Continue the text about the Compleat Angler Hotel on North Bimini, starting right after its last sentence.
[Reading text Boundary: Start]
The Compleat Angler Hotel was a modest three-story hotel on the island of North Bimini in the Bahamas. The establishment, located in the center of Alice Town, contained 12 guestrooms in addition to its rowdy bar. It is notable for its association with Ernest Hemingway, who was a guest from 1935 to 1937 and is said to have worked on his 1937 novel To Have and Have Not there.

==History==
It was built by Henry and Helen Duncombe in 1935 following the destruction by fire of their first house, named The Dower House, on 18 November 1934. The hotel was damaged in a 1936 hurricane but quickly repaired. Duncombe was the island's commissioner during the American Prohibition Era. Henry Duncombe died in 1949, but the hotel continued under the proprietorship of Helen Duncombe until she retired and sold the hotel to the Brown family in 1973.

The hotel later became a significant tourist attraction for Bimini and housed a collection of Hemingway memorabilia, including signed copies of his work and numerous photographs. Generations of anglers followed in the novelist's wake to crack open a beer and play a game of ring toss after a long day on the water. The Angler was an unofficial museum, with one room devoted to Hemingway's exploits and most of its pine walls decorated with decades' worth of fading photos and news clips of assorted anglers and trophy fish. During its existence, the hotel hosted live music and served food.
[Reading text Boundary: End]
[Information provided Boundary: Start]
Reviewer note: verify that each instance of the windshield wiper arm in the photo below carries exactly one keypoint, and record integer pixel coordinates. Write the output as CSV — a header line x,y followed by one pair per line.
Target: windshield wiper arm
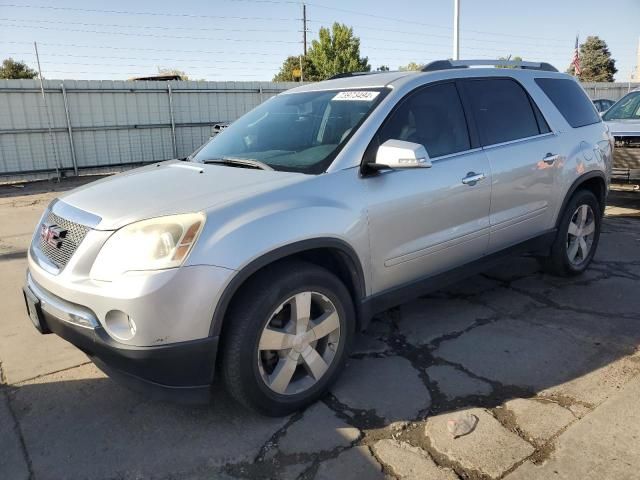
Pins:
x,y
240,162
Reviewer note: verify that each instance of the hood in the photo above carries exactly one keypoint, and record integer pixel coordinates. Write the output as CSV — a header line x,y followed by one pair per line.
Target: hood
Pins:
x,y
170,188
631,127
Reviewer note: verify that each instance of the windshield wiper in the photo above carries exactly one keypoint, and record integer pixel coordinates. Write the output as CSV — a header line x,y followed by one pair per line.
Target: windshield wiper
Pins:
x,y
239,162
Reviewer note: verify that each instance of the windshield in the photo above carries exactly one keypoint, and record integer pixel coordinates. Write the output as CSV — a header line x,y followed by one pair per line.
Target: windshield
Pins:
x,y
627,108
298,132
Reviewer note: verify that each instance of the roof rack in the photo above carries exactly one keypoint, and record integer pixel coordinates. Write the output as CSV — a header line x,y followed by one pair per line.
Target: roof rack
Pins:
x,y
352,74
449,64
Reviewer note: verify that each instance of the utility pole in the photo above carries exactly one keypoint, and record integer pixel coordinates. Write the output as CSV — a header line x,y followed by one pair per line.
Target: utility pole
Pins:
x,y
456,29
304,40
46,107
304,28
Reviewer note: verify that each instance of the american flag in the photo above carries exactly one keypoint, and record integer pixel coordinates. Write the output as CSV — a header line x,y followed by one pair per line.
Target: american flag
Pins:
x,y
576,59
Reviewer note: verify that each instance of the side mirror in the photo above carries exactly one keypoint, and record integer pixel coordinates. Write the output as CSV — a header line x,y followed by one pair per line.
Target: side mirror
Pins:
x,y
397,154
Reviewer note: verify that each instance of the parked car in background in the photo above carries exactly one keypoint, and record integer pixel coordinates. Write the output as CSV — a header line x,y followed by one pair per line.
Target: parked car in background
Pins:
x,y
263,255
603,104
623,120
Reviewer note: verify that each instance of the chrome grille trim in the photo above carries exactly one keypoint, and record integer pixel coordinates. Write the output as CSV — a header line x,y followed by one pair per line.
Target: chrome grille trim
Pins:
x,y
74,236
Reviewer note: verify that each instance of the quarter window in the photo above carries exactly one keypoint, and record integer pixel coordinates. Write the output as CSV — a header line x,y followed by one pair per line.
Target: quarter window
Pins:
x,y
503,110
432,117
570,100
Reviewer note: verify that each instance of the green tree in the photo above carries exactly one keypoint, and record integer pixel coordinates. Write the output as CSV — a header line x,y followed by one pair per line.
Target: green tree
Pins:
x,y
12,69
290,70
596,64
337,50
411,67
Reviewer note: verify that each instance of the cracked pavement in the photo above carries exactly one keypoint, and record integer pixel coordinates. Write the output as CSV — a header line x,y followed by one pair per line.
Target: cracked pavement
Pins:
x,y
549,367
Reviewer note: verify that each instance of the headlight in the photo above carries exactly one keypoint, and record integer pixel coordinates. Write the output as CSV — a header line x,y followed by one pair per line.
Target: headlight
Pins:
x,y
154,244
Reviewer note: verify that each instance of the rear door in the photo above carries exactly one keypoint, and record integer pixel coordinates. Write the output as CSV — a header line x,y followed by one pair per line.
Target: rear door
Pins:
x,y
523,156
423,221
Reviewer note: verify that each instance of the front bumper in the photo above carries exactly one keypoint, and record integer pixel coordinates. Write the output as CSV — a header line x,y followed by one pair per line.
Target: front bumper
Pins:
x,y
180,371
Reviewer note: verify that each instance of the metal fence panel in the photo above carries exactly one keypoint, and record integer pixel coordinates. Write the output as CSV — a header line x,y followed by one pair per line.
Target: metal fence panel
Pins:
x,y
114,123
611,91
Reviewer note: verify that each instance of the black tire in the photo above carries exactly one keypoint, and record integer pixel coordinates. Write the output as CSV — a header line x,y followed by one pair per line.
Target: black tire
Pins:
x,y
248,315
558,262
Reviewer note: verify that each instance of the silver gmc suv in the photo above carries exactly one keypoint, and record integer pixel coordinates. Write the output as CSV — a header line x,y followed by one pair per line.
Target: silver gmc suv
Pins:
x,y
262,255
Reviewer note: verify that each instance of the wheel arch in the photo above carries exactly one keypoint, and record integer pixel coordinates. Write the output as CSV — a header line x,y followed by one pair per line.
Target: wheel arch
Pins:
x,y
333,254
595,182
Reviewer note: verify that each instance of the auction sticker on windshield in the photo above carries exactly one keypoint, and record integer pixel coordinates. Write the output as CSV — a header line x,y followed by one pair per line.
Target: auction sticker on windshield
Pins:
x,y
356,95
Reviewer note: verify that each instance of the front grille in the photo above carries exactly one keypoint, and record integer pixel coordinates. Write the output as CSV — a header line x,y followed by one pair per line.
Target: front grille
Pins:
x,y
74,236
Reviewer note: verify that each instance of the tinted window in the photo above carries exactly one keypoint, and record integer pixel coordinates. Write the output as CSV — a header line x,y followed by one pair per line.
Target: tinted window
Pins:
[Information provided Boundary: End]
- Answer for this exercise:
The hotel is separate from The Compleat Angler Hotel in Marlow, Buckinghamshire. Both hotels derive their name from the 1653 Izaak Walton book.

==Fire==
On January 13, 2006, the hotel was destroyed by a fire. The owner, Julian Brown, perished in the blaze after leading a guest to safety.

==Notable guests==
In addition to Ernest Hemingway, notable visitors have included Lucille Ball, singer and writer Jimmy Buffett, and Colorado senator Gary Hart, whose presidential aspirations collapsed in 1987 when compromising photographs were released of him at the lodge with Donna Rice, a woman who was not his wife.